*Direction 1:*
Answer these questions using the notebook on MLP classification:
(a) Which loss function does the notebook use?
(b) What value does the code give to `device` when CUDA is available?
(c) How many input features does the code set for the generated dataset?
*Direction 2:* Transcribe the MLP classification notebook, everything from "This notebook is" down to "a softmax function.".

*Document section:*
=-=-=

MLP for Classification - Inside Deep Learning

This notebook is a copy of mlp-like-pytorch, but in this notebook cross-entropy loss is used as the loss function and we show a problem of torch.nn.CrossEntropyLoss which internally uses a softmax function.

import torch
from torch import nn

from platform import python_version
python_version(), torch.__version__

('3.12.12', '2.9.0+cu128')

device = 'cpu'
if torch.cuda.is_available():
    device = 'cuda'
device

'cpu'

torch.set_default_dtype(torch.float64)

def add_to_class(Class):  
    """Register functions as methods in created class."""
    def wrapper(obj):
        setattr(Class, obj.__name__, obj)
    return wrapper

Dataset¶

create dataset¶

\mathbf{X} \in \mathbb{R}^{m \times n} \\ \mathbf{Y} \in \mathbb{R}^{m \times n_{\text{o}}}

(1)

from sklearn.datasets import make_classification

M: int = 1_100 # number of samples
N: int = 5 # number of input features
CLASSES: int = 3 # number of output classes

X, Y = make_classification(
    n_samples=M, 
    n_features=N, 
    n_classes=CLASSES, 
    n_informative=N - 1, 
    n_redundant=0
)

print(X.shape)

=-=-=

*Data:*
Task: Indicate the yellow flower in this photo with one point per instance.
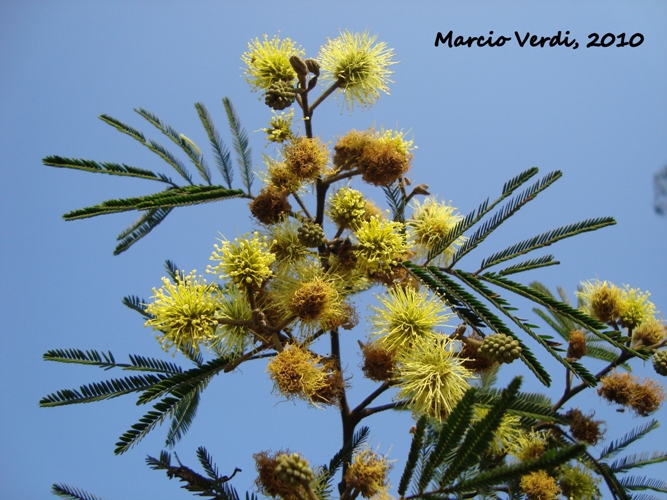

=-=-=

*Answer 1:*
(a) Cross-entropy loss.
(b) 'cuda'
(c) 5

*Answer 2:*
This notebook is a copy of mlp-like-pytorch, but in this notebook cross-entropy loss is used as the loss function and we show a problem of torch.nn.CrossEntropyLoss which internally uses a softmax function.